§ **PROMPT 1**
Write the entries below as a JSON list of strings, from the line containing "of the blue" up to and including the final line of the entries, one string per line and blank lines left out.

MANILA, Philippines (UPDATED) – After Malacañang issued a 90-day suspension order against him, Overall Deputy Ombudsman Melchor Arthur Carandang can now go to the Supreme Court (SC) and challenge it.

Carandang may challenge it on the ground that a 2014 SC ruling declared unconstitutional the power of the President to discipline or remove the Deputy Ombudsmen.

Retired Supreme Court justice Vicente Mendoza said that it is Carandang, as the aggrieved party, who can go to the SC and not Malacañang as earlier implied by Presidential Spokesperson Harry Roque.

“OP (Office of the President) wants to revisit that ruling…OP [is] confident it can reverse anew,” Roque said on Monday.

“It will have to be Carandang [who files a case], because he’s the one suspended,” Mendoza said in a phone interview with Rappler.

Carandang may even apply for a temporary restraining order (TRO) at this point.

“My office is ready to defend the action of the Office of the President in suspending Carandang. We are confident that the Supreme Court will reverse its 2014 ruling,” Solicitor General Jose Calida said on Tuesday, January 30.

Carandang was suspended for alleged illegal disclosure of bank details of President Rodrigo Duterte and the first family. Carandang leads the Ombudsman’s investigation into Duterte’s alleged ill-gotten wealth.

Reverse?

Can the SC reverse its ruling?

Integrated Bar of the Philippines (IBP) national president Abdiel Dan Fajardo believes that it can’t.

For Fajardo, the doctrine of stare decisis applies. It is a Latin phrase that means to “stand by decided matters.”

“Article VIII of the Constitution doesn’t even grant SC the power to be an appellate court of its own decision. SC decision when final becomes part of the law of the land per civil code. So being law already, SC may not usurp legislative power by simply reversing it,” Fajardo said.

Though he personally believes the 2014 ruling is correct, Mendoza said the High Court can always reconsider.

Mendoza said, however, that it is wrong to brand it as a reversal.

“You do not reverse because the SC is the last of a hierarchy, there’s no other place to appeal but the SC. If the decision is already final, you cannot ask to reverse it,” he said.

Mendoza added, “In another case, and the same question is raised, the party in the second case can ask SC to reconsider its ruling.”

In the event that the SC decides to put it to a vote, there’s uncertainty for Carandang.

§ **RECORDS FOR PROCESSING**
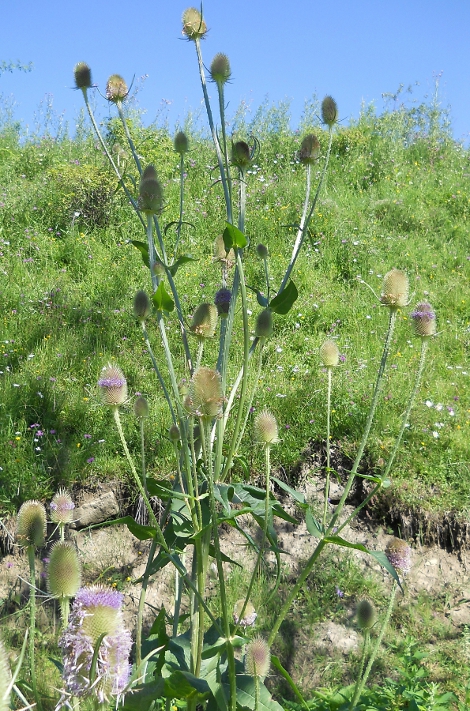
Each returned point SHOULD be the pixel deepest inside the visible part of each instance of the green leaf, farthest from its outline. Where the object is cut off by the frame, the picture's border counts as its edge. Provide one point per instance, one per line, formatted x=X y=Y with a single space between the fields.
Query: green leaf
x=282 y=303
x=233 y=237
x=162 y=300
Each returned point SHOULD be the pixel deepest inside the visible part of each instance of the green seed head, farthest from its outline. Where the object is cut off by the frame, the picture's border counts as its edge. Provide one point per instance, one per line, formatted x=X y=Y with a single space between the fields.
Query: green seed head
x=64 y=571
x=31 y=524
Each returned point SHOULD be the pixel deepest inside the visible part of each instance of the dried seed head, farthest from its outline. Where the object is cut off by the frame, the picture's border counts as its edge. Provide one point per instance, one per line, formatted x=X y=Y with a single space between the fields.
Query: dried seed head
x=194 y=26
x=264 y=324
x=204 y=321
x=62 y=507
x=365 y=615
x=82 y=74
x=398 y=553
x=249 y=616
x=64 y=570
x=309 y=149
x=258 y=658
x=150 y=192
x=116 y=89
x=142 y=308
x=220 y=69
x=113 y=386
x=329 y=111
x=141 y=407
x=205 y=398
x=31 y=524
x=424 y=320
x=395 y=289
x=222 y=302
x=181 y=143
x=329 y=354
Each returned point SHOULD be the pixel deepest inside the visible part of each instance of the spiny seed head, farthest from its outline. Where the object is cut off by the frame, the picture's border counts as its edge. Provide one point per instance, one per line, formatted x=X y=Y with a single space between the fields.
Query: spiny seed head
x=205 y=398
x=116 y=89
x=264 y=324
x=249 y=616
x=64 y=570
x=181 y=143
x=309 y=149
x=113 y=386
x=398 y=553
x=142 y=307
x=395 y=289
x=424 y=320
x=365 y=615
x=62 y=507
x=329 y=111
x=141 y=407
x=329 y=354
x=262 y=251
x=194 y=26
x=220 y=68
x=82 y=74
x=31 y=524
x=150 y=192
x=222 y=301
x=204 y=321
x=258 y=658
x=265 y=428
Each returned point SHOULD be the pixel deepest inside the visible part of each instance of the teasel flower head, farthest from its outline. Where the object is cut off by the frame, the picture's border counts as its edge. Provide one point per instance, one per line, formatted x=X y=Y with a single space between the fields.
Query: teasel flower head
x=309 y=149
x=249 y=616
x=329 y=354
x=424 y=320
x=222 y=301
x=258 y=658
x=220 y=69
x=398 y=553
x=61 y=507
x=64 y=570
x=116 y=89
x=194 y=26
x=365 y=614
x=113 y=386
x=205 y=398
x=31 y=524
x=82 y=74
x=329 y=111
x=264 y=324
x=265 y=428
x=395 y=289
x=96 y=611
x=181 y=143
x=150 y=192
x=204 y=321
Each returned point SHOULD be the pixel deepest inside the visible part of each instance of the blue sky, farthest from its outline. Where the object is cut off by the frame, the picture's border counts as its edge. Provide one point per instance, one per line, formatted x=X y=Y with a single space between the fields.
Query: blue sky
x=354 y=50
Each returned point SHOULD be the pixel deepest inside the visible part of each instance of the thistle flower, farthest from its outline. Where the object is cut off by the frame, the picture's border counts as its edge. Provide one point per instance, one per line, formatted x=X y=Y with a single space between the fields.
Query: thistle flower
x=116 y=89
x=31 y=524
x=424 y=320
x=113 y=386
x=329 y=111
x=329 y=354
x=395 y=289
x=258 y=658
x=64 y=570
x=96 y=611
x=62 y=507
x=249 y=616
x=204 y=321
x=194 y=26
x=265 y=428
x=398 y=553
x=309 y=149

§ **PROMPT 2**
Continue the news article about Carandang's suspension from where it stops.

§ **ANSWER 1**
[
  "Each returned point SHOULD be the pixel deepest inside the visible part of each instance of the blue sky, farthest from its outline. Where the object is cut off by the frame, the picture's border counts as its edge. Provide one point per instance, one per line, formatted x=X y=Y with a single space between the fields.",
  "Query: blue sky",
  "x=354 y=50",
  "Each returned point SHOULD be the pixel deepest inside the visible part of each instance of the thistle flower, farthest from its outline. Where the object is cut off by the frame, the picture's border counts as its edge. Provide one point per instance, one per line, formatted x=X y=Y with a single space between the fields.",
  "Query: thistle flower",
  "x=116 y=89",
  "x=31 y=524",
  "x=424 y=320",
  "x=113 y=386",
  "x=329 y=111",
  "x=329 y=354",
  "x=395 y=289",
  "x=258 y=658",
  "x=64 y=570",
  "x=96 y=611",
  "x=62 y=507",
  "x=249 y=616",
  "x=204 y=321",
  "x=194 y=26",
  "x=265 y=428",
  "x=398 y=553",
  "x=309 y=149"
]

§ **ANSWER 2**
The vote in 2014 was 8-7. Of the 8 votes, only Associate Justices Presbitero Velasco, Teresita Leonardo-de Castro, Lucas Bersamin, and Marvic Leonen are sitting justices.

Of the 7 dissenting votes, Chief Justice Maria Lourdes Sereno, Senior Associate Justice Antonio Carpio, and Associate Justices Diosdado Peralta, Mariano del Castillo, and Estela Perlas-Bernabe remain in the SC.

Who can discipline Ombudsman execs?

The main question is: if not the President, then who can discipline officials from the Office of the Ombudsman?

“To me, the one who can discipline them is the Ombudsman, not the President,” Mendoza said.

Mendoza added that he personally believes the 2014 SC ruling is correct in that “the Office of the Ombudsman is an independent agency.”

Calida, citing Carpio’s dissenting opinion then, said that “the independence of the Office of the Ombudsman is not the same as the independence provided to other governmental bodies such as the Judiciary.”

‘Turf war’

Fajardo said that if and when Ombudsman Conchita Carpio Morales refuses to enforce the suspension order, then Malacañang can go to the SC.

“If [the] Ombudsman defies it and allows Carandang to continue working on the ground that the order is patently illegal, [Malacañang] might have to seek [an] SC writ to enforce it,” Fajardo said.

Another recourse is to file administrative cases against Malacañang officials for enforcing an unconstitutional provision. But that would have to be filed before the Office of the Ombudsman, because they exercise jurisdiction over public officials.

“Then it becomes a turf war,” Fajardo said.

ACT-Teachers Representative Antonio Tinio said Malacañang demonstrated “an utter contempt for the Judiciary and the rule of law that the President is mandated to uphold.”

Aside from administrative cases, can an ethics or a disbarment complaint be filed against, for example, Executive Secretary Salvador Medialdea for issuing the suspension order?

“I’ll leave that to the lawyers. But we all know that he’s merely acting for and in behalf of the President,” Tinio said.

Fajardo declined to comment because ethics cases against lawyers are processed by the IBP.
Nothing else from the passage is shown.